>> begin EXCERPT
Subject: Jump processes in the standard quantum theory
Date: Wed, 24 Dec 2003 13:50:16 +0200
From: Dimi Chakalov <>
To: Rod <>

Hi Rod,

Eight months ago, you stated that the main virtue of Bell-type QFT were its clarity, only you didn't explain the source of those hidden waves nor the source of the quantum waves in standard quantum mechanics,

I couldn't see in your recent paper [Ref. 1] any effort to shed some light on this crucial issue.

Let me try to be specific, and please correct me if I'm wrong.

Suppose, just for the sake of the argument, that the QM wave function, [psi], provides a complete description of any quantum system. First, we treat the quantum system as being totally isolated from 'everything else in the universe'. We have to keep it "there" (where?), safe and secure, until we complete the "preparation",

Then we "measure" it, and get a quantum jump due to the non-unitary, non-relativistic, "instantaneous", and totally mystical transition from quantum to classical regime.

Sounds like a joke, but it works FAPP.

The interesting story is the utmost belief that this mystical *isolated* quantum system changes with time, as read by a physical clock. This can be written as [Ref. 2]

[psi](t_2) = U(t_2, t_1) [psi](t_1)

The time evolution propagator, U(t_2, t_1), describes the evolution of the system from time t_1 to time t_2. Note that we're talking about a time *interval*,

An isolated system is represented by a state vector that conveys statistic predictions for measurement outcomes. The temporal evolution law of the state is determined by the unitary operator

U = exp -iHt/h

where the Hamiltonian  H  is dictated either by external classical potentials and/or universal inter-particle/fields interactions. [Ref. 3]

I hope you will agree on these prerequisites, I deliberately picked some of the best papers written by professional physicists.

Now comes the puzzle: you get a "quantum jump" and cannot, even in principle, explain how my good old wristwatch reads this jump, although you explicitly insert some time parameter in the unitary operator above. This is an old story, from 1931,

Hence we believe that the "time" implied in the "evolution" of the "isolated" quantum system is not identical to the time read by a physical clock.

This new kind of time refers to the spectrum of quantum propensities (like a hole in a flute corresponding to a certain tone), which could be produced in particular measurement context, with certain probabilities.

However, this new kind of time goes to zero "during" the quantum jump. It's gone. Zilch. We have to kill the quantum wave of any quantum system in order to measure it. We know that there is a quantum wave associated with any macro-object, but that doesn't help a bit for solving the problem.

How would you resurrect this new kind of time from zero? Think of a spot left from measuring the electron's position on a photographic plate. This spot does not have any quantum/de Brioglie wave associated with it.

Am I wrong?

I will appreciate the opinion of your colleagues as well.

If you can resurrect the time of quantum propensities, perhaps you will be able to explain the source of quantum waves, then explain the transition from quantum to classical regime, and endorse your statement about "the main virtue of Bell-type QFT" (cf. above). Then perhaps you could re-write your recent paper [Ref. 1].
>> end EXCERPT
>> begin EXTRACTED INFORMATION
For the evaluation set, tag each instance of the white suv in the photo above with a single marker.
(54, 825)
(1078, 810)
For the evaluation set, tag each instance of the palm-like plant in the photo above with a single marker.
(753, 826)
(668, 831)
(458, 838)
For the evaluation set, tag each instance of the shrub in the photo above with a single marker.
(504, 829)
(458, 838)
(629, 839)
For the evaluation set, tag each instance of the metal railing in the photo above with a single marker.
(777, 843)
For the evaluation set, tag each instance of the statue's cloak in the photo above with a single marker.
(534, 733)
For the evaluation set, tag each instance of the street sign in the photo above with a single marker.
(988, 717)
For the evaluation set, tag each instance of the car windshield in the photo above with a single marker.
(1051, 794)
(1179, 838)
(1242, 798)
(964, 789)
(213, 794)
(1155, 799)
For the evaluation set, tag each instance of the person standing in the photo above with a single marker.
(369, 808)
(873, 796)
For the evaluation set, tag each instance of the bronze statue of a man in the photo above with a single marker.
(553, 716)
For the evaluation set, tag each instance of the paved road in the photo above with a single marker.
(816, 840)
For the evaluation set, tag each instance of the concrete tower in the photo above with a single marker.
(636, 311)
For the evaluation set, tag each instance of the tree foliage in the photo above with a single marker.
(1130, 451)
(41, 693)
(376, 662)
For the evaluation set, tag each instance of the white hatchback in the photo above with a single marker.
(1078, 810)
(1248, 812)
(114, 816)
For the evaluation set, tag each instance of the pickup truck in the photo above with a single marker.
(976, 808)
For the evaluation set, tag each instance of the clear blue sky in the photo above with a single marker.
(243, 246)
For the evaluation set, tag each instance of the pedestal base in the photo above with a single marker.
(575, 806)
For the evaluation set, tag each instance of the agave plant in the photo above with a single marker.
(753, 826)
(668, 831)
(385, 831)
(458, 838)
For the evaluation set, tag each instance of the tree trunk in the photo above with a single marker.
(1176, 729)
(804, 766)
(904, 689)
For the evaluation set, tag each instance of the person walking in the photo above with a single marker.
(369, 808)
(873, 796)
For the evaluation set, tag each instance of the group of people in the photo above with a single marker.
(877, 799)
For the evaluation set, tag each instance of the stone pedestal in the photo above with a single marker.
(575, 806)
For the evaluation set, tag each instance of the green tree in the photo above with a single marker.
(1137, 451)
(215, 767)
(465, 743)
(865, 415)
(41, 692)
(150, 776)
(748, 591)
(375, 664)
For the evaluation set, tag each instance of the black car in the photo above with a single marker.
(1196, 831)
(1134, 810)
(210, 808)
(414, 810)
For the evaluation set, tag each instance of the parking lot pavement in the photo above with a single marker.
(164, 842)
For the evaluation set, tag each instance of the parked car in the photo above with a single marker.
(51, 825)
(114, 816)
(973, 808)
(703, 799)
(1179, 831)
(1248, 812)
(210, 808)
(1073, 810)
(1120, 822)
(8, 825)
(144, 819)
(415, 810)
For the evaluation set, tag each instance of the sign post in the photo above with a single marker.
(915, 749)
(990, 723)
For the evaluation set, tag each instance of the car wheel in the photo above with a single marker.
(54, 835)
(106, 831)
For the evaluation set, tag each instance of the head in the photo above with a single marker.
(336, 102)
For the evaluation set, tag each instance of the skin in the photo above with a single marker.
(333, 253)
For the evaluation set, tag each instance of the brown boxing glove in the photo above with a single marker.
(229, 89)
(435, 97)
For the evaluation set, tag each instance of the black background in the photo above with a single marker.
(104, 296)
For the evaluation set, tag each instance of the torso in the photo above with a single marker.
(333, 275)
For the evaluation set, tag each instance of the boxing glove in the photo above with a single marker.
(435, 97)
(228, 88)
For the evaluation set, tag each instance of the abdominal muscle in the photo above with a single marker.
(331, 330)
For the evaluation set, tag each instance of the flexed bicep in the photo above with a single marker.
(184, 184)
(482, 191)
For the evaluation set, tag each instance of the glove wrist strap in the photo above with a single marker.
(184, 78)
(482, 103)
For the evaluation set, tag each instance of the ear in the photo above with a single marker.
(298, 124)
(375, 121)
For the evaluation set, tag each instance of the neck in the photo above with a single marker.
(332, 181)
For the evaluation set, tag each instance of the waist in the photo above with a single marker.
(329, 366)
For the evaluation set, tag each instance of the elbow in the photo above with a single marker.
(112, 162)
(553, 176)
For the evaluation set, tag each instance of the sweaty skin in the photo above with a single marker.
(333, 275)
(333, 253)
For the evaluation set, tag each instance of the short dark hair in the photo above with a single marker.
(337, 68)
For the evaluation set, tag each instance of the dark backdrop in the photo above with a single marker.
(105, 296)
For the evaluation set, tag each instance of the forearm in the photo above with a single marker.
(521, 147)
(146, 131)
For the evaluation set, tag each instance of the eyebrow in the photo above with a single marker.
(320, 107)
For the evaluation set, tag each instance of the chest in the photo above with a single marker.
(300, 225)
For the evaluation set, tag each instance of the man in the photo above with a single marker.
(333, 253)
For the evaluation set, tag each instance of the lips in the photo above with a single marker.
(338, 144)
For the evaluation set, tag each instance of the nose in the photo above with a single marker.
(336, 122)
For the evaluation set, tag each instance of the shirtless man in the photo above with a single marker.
>> end EXTRACTED INFORMATION
### WHAT IS ASKED
A - Answer these questions about the email on quantum jumps:
(i) How long ago did Rod state the main virtue of Bell-type QFT?
(ii) What unitary operator determines the temporal evolution law of the state?
(iii) From what year is the "old story" about the wristwatch puzzle?
B - Repeat the part of the email on quantum jumps between "Hence we believe" and "associated with it.", inclusive.
C - Give what comes next in the email on quantum jumps, picking up after its final sentence.

### RESPONSES TO THE EXERCISE
A -
(i) Eight months ago
(ii) U = exp -iHt/h
(iii) 1931

B -
Hence we believe that the "time" implied in the "evolution" of the "isolated" quantum system is not identical to the time read by a physical clock.

This new kind of time refers to the spectrum of quantum propensities (like a hole in a flute corresponding to a certain tone), which could be produced in particular measurement context, with certain probabilities.

However, this new kind of time goes to zero "during" the quantum jump. It's gone. Zilch. We have to kill the quantum wave of any quantum system in order to measure it. We know that there is a quantum wave associated with any macro-object, but that doesn't help a bit for solving the problem.

How would you resurrect this new kind of time from zero? Think of a spot left from measuring the electron's position on a photographic plate. This spot does not have any quantum/de Brioglie wave associated with it.

C -
Wishing you and all your colleagues a very merry Christmas,



[Ref. 1] Roderich Tumulka, Some Jump Processes in Quantum Field Theory, math.PR/0312326 v1,

[Ref. 2] J.H. McGuire et at., Quantum time ordering and degeneracy. I: Time ordering in quantum mechanics, quant-ph/0312179 v1,

[Ref. 3] J. Oppenheim, B. Reznik, A probabilistic and information theoretic interpretation of quantum evolutions, quant-ph/0312149 v1


Subject: Re: Jump processes in the standard quantum theory
Date: Sat, 27 Dec 2003 02:01:38 +0200
From: Dimi Chakalov <>
To: "R. Tumulka" <>

Dear Rod,

Thank you for your reply of Fri, 26 Dec 2003 22:29:06 +0100 (MET).

> > you didn't explain the source of those hidden waves nor the
> > source
of the quantum waves in standard quantum mechanics,
> > [...]

> > I couldn't see in your recent paper [Ref. 1] any effort to shed
> > some
light on this crucial issue.
> I didn't make any attempt to address this issue; I don't understand
> what
problem you see with the quantum waves. In a universe
> governed by
Bell-type QFT, there exist two things: the particles,
> and the wave
function. And they evolve according to certain
> equations. So far so
clear. Now where is the problem?

I believe the problem is the very model of universe in which two things exist: the particles, and the wave function, evolving according to certain equations.

Perhaps you haven't clicked on the links in my preceding email,

1. The equations in question are defined for particular time *interval*. The link was

There is no advanced math there.

2. The particles and the wave function, evolving according to certain equations, cannot -- to the best of my knowledge -- describe any Lorentz-invariant nonlocal interaction. Please see a famous quote from John Bell at the end of this email.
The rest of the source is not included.